- **EXERCISE DIRECTIONS**
Can you copy the lines from the one that contains "windshield and record integer pixel coordinates." through the end of the material below, exactly and with nothing else?

- **RECORDED DATA**
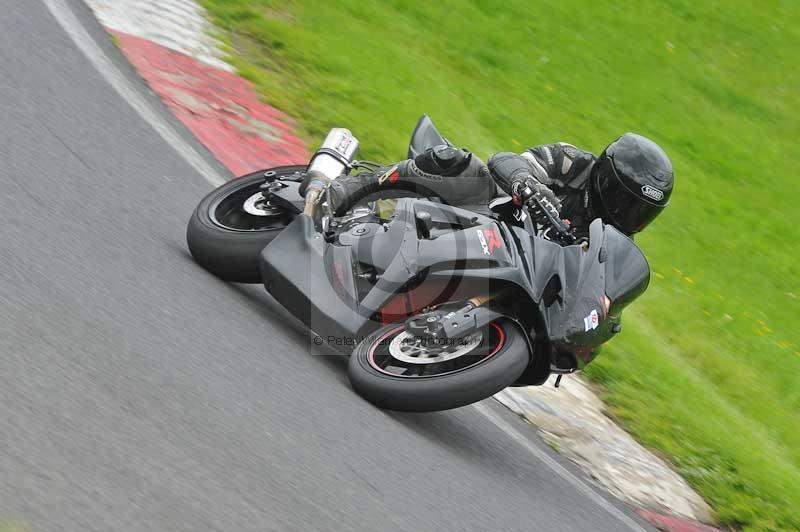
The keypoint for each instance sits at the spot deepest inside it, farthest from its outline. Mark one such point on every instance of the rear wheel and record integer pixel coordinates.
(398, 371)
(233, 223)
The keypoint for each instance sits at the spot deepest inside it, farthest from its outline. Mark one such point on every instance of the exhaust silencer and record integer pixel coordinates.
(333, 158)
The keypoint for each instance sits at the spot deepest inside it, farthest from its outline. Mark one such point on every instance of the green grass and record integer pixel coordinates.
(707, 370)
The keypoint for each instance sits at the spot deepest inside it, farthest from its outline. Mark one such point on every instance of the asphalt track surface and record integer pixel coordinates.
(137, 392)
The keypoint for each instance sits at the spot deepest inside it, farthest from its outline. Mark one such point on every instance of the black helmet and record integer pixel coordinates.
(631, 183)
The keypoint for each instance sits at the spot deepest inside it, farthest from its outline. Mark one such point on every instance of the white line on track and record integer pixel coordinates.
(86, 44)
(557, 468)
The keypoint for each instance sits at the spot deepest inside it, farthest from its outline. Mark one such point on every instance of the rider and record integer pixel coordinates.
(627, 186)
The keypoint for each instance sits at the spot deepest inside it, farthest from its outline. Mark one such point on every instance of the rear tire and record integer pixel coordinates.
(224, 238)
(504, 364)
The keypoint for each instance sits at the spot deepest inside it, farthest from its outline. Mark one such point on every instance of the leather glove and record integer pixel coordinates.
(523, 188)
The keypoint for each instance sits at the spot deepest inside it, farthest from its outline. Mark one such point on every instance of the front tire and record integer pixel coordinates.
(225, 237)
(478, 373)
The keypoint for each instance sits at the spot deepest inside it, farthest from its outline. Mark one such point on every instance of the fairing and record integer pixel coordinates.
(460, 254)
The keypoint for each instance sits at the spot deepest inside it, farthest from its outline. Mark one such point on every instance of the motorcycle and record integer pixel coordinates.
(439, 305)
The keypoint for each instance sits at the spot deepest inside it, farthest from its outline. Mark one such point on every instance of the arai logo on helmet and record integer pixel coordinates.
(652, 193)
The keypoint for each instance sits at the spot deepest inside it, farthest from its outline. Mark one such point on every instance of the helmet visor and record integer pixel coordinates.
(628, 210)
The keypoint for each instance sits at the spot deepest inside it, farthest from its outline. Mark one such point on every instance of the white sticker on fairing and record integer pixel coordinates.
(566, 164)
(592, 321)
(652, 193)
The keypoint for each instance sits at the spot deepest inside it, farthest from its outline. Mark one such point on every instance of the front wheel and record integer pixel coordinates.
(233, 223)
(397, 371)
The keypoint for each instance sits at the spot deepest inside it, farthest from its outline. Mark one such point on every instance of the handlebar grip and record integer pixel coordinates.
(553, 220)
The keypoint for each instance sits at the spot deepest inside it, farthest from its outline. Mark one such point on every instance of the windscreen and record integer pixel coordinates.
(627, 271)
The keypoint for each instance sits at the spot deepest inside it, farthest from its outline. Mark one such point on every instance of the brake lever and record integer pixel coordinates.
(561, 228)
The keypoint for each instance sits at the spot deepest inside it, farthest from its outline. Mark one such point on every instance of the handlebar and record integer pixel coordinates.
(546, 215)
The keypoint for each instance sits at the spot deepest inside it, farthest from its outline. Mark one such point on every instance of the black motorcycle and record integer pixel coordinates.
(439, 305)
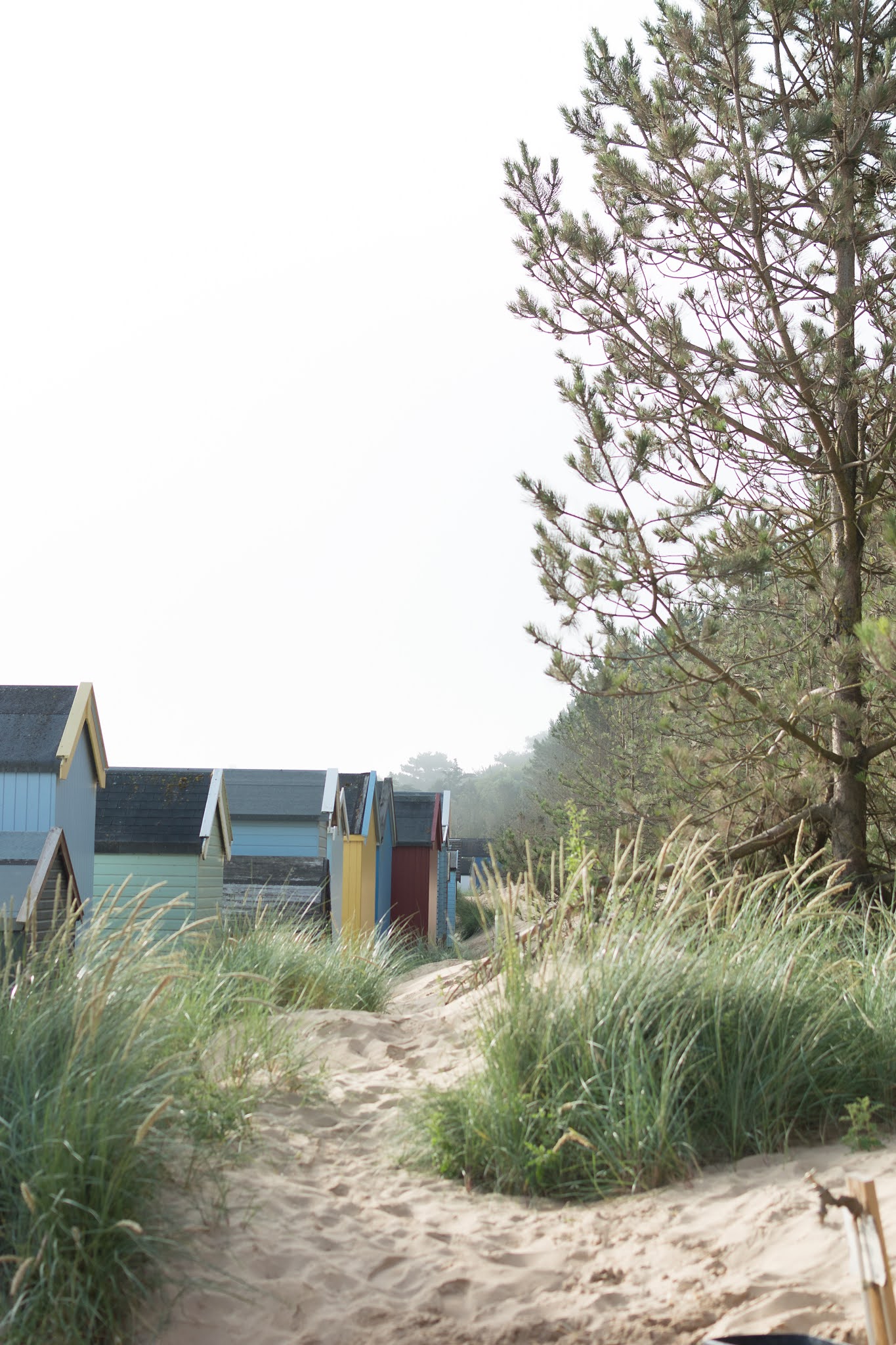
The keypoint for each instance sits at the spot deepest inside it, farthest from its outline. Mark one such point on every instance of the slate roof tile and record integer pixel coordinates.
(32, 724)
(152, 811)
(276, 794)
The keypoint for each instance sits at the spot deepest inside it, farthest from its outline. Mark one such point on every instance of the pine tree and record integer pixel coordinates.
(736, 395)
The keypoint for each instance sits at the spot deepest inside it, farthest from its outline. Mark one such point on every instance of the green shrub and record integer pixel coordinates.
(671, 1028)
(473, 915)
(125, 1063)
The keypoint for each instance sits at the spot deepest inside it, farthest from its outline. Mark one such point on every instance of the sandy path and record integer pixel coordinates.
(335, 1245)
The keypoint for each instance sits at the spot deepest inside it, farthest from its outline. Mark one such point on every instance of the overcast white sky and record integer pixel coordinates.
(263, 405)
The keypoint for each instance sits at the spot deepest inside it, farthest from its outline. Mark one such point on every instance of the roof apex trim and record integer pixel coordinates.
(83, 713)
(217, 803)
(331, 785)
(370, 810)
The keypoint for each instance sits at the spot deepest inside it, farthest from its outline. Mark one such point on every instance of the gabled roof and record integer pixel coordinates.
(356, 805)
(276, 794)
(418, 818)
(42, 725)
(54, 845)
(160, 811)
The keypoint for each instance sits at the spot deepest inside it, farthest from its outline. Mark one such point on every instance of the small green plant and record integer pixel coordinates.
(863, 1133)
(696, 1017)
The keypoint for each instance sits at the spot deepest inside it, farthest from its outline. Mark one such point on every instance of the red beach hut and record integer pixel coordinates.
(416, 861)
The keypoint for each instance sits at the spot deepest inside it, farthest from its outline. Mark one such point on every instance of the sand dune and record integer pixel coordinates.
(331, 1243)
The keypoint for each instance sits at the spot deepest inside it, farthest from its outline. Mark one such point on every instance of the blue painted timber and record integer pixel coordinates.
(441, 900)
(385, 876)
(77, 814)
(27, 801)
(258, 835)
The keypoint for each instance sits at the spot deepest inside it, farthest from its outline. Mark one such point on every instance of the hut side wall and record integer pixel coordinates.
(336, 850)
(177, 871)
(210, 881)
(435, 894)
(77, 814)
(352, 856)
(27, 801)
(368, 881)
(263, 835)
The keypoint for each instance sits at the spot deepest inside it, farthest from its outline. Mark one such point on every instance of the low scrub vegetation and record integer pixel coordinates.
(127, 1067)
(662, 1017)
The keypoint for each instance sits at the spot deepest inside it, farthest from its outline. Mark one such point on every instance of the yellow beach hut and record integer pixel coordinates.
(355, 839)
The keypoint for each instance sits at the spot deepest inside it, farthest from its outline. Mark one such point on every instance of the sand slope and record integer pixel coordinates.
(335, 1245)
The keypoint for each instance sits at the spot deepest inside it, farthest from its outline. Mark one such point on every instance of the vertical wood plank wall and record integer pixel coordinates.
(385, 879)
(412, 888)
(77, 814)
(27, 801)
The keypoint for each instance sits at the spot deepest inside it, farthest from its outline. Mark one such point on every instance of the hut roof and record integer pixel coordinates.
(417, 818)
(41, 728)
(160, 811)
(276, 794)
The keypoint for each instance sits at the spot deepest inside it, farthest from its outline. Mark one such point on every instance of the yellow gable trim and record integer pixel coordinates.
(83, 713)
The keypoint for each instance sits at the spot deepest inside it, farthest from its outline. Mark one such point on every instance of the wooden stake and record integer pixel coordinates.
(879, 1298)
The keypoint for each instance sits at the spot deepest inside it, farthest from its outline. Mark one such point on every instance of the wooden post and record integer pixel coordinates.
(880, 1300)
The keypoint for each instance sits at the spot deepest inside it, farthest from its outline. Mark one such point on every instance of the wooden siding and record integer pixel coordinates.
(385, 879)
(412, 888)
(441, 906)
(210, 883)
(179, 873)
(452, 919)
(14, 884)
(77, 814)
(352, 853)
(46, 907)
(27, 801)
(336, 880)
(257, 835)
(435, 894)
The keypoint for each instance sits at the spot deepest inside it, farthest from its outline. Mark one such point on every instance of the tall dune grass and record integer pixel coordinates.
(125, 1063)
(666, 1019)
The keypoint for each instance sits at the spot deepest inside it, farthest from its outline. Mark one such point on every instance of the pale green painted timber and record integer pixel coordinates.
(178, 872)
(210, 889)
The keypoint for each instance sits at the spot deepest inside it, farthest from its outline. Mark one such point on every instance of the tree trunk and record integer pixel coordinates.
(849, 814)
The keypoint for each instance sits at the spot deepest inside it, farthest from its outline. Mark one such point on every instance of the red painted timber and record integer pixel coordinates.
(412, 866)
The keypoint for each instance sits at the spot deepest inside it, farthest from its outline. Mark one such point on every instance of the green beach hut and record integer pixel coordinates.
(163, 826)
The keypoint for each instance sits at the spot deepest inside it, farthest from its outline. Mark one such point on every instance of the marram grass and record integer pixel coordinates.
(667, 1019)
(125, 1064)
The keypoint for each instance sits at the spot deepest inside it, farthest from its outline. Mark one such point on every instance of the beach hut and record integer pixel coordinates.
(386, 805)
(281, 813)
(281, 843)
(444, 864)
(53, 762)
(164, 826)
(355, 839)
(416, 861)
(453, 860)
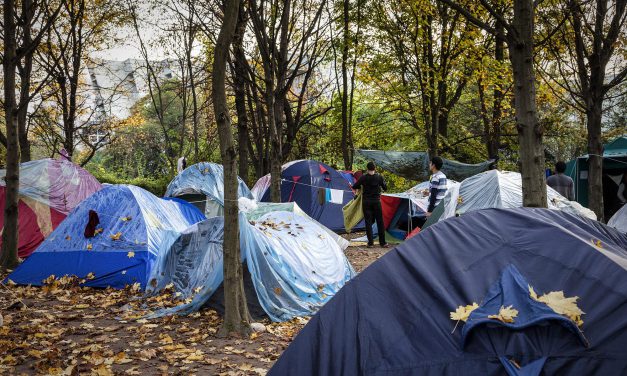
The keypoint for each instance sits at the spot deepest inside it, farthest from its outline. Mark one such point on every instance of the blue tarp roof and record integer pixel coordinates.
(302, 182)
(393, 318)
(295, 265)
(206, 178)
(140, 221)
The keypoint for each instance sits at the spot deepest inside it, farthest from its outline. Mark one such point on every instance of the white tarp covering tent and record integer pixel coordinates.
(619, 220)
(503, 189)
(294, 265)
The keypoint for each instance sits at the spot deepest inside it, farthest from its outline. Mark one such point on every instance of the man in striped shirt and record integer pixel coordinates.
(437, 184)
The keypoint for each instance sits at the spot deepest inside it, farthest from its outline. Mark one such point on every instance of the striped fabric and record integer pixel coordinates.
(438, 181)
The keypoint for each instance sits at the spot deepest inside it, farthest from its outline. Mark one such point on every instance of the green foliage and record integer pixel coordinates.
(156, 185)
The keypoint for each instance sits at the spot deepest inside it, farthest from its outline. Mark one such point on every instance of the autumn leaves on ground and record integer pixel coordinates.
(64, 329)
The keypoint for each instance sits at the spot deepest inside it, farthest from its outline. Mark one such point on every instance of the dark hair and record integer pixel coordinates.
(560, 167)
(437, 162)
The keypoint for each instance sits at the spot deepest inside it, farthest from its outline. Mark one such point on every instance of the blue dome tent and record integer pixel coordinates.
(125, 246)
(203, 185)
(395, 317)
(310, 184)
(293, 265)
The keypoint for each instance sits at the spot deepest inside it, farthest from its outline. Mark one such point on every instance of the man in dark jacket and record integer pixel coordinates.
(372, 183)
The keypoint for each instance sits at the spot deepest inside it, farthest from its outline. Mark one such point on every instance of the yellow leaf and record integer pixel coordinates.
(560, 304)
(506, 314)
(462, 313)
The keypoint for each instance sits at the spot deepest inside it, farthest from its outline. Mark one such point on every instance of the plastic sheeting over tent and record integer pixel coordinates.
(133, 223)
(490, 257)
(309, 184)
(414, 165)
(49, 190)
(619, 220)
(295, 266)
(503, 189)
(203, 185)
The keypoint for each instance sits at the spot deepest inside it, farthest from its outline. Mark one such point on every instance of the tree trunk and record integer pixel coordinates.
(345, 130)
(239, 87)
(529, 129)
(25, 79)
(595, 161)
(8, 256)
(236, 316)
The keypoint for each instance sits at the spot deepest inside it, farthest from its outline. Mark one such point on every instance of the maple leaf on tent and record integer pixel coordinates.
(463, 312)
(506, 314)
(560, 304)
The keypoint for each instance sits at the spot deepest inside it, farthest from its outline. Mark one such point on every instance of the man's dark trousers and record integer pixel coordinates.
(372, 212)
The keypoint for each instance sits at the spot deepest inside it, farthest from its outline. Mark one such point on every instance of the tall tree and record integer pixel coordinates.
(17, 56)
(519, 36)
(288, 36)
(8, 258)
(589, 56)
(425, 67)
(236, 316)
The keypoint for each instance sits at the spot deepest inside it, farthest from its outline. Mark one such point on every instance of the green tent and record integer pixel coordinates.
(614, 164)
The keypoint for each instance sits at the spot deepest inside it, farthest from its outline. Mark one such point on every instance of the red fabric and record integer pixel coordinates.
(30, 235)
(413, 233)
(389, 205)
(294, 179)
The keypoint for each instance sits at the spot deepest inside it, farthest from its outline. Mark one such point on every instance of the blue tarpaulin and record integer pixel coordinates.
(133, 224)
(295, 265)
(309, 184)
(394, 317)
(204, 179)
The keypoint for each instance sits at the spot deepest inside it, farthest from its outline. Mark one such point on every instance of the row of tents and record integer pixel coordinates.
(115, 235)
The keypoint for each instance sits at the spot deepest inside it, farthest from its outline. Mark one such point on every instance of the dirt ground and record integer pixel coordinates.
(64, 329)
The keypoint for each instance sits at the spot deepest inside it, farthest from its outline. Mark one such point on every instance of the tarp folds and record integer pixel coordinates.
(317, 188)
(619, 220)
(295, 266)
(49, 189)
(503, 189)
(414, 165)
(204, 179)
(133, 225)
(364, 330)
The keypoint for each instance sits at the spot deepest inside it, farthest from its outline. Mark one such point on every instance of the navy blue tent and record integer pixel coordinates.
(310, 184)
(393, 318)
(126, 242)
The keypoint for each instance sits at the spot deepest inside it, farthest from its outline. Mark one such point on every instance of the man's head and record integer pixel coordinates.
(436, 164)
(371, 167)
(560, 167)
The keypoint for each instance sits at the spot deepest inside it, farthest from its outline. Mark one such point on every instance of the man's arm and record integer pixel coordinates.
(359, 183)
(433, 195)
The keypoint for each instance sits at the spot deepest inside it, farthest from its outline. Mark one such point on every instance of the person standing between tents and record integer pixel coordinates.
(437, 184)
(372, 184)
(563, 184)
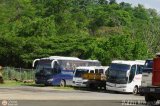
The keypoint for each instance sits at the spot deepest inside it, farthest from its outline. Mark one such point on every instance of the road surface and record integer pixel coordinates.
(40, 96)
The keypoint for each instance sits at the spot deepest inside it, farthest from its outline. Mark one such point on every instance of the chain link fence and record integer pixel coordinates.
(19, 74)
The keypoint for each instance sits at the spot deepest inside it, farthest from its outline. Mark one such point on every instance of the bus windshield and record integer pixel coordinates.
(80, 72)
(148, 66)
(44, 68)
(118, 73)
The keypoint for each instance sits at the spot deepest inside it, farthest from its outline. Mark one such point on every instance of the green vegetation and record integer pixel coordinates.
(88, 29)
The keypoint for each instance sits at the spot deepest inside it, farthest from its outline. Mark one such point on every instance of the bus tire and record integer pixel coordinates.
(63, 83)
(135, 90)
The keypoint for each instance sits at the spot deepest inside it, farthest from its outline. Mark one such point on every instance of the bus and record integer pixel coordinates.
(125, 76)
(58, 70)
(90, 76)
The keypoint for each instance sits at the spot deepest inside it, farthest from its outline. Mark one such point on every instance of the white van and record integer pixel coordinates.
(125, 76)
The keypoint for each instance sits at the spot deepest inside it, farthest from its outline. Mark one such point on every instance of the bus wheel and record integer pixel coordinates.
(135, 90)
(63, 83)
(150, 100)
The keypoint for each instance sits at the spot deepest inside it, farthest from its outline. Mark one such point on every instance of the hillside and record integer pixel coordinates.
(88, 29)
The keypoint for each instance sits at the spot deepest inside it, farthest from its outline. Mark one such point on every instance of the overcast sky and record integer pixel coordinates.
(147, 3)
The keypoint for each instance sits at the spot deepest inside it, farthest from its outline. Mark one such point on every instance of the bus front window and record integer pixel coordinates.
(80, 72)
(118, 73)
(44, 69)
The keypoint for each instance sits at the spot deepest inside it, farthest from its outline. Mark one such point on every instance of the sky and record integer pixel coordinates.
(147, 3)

- **EXERCISE ANSWER**
The keypoint for each instance sits at the spot deepest inside it, farthest from its outline. Mark one such point on every instance of the bus windshield and record integer pixel coordinates.
(80, 72)
(148, 66)
(44, 68)
(118, 73)
The keypoint for each instance sits at the spot deepest inside it, farthest from its outline. Mark one such point on every instance of the green vegetation and record integer pixel coordinates.
(88, 29)
The keypoint for each instance sits at the spot deepest inside it, farthest from its outline. Mark one such point on every instance of the bus tire and record integer pixel coordinates.
(63, 83)
(135, 90)
The keypoint for each instance sits at the spot deepest inside it, farthest from its outline. Mark one such point on every instance of the bus and record integer pixel coordinates.
(125, 76)
(58, 70)
(90, 76)
The keypoint for each instance sits at the spot deepest inside it, farthest from its outline. Mark one such point on every instance of the white van and record integer pixel coordinates.
(125, 76)
The keypoint for each instance sits at the spot deepest inside it, farthest from its outline. Mark one such point on every instance of the bus wheel and record integer pixel coordinates.
(135, 90)
(63, 83)
(150, 100)
The keypoint for each instance sits at the spot deepest inside it, farthest from its outline. Mark one such point on every instance of the hillside and record integer pixel coordinates.
(88, 29)
The keypoint for each instance sits at the spot deepest inside it, farthest from its outline. Mark one such point on every instance of the overcast sky and record integer pixel coordinates.
(147, 3)
The keypoint for each instance sits at the spot deepest inside it, farthest from its outline. Mark one such point on every instance of the bus front window and record integer pixel coordinates.
(80, 72)
(118, 73)
(44, 69)
The keypoint for each instance sits at the spot deepest inside it, farthest from its outline. Mark one such point on every instance of the sky and record integer pixel coordinates.
(147, 3)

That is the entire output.